● ACTIVITY: Omit any picture, and return the remaining data exactly as written.

━━ RECORDS PROVIDED ━━

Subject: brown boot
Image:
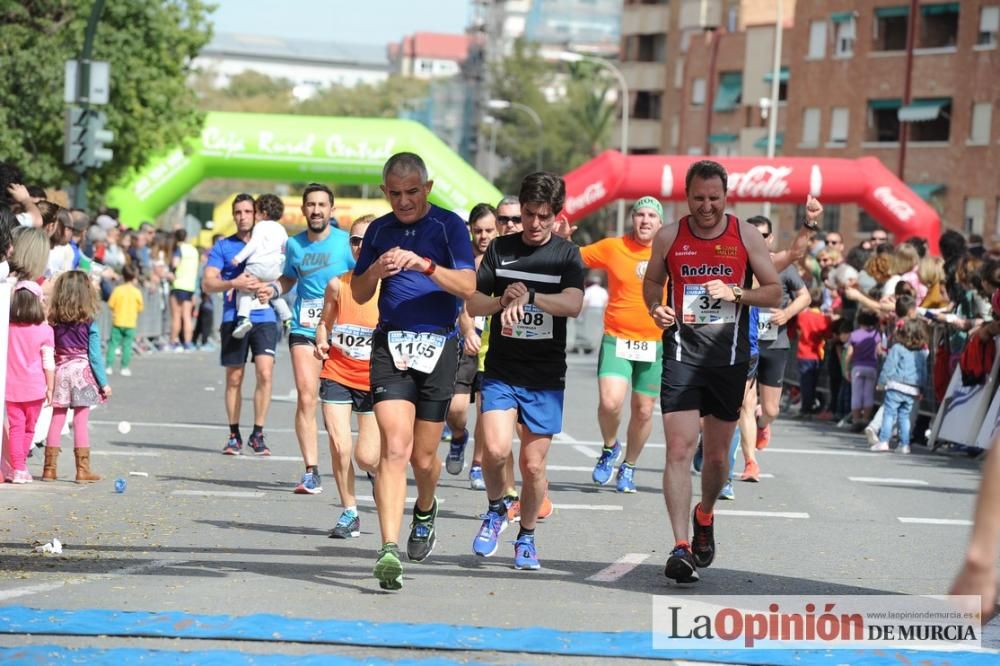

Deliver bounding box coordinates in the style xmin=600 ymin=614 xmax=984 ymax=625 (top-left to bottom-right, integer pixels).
xmin=74 ymin=448 xmax=101 ymax=483
xmin=42 ymin=447 xmax=60 ymax=481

━━━

● REPLY TO THE TASK:
Subject: brown boot
Image:

Deliver bounding box coordinates in the style xmin=600 ymin=614 xmax=984 ymax=625 (top-left to bottom-right, integer pixels).
xmin=74 ymin=448 xmax=101 ymax=483
xmin=42 ymin=447 xmax=60 ymax=481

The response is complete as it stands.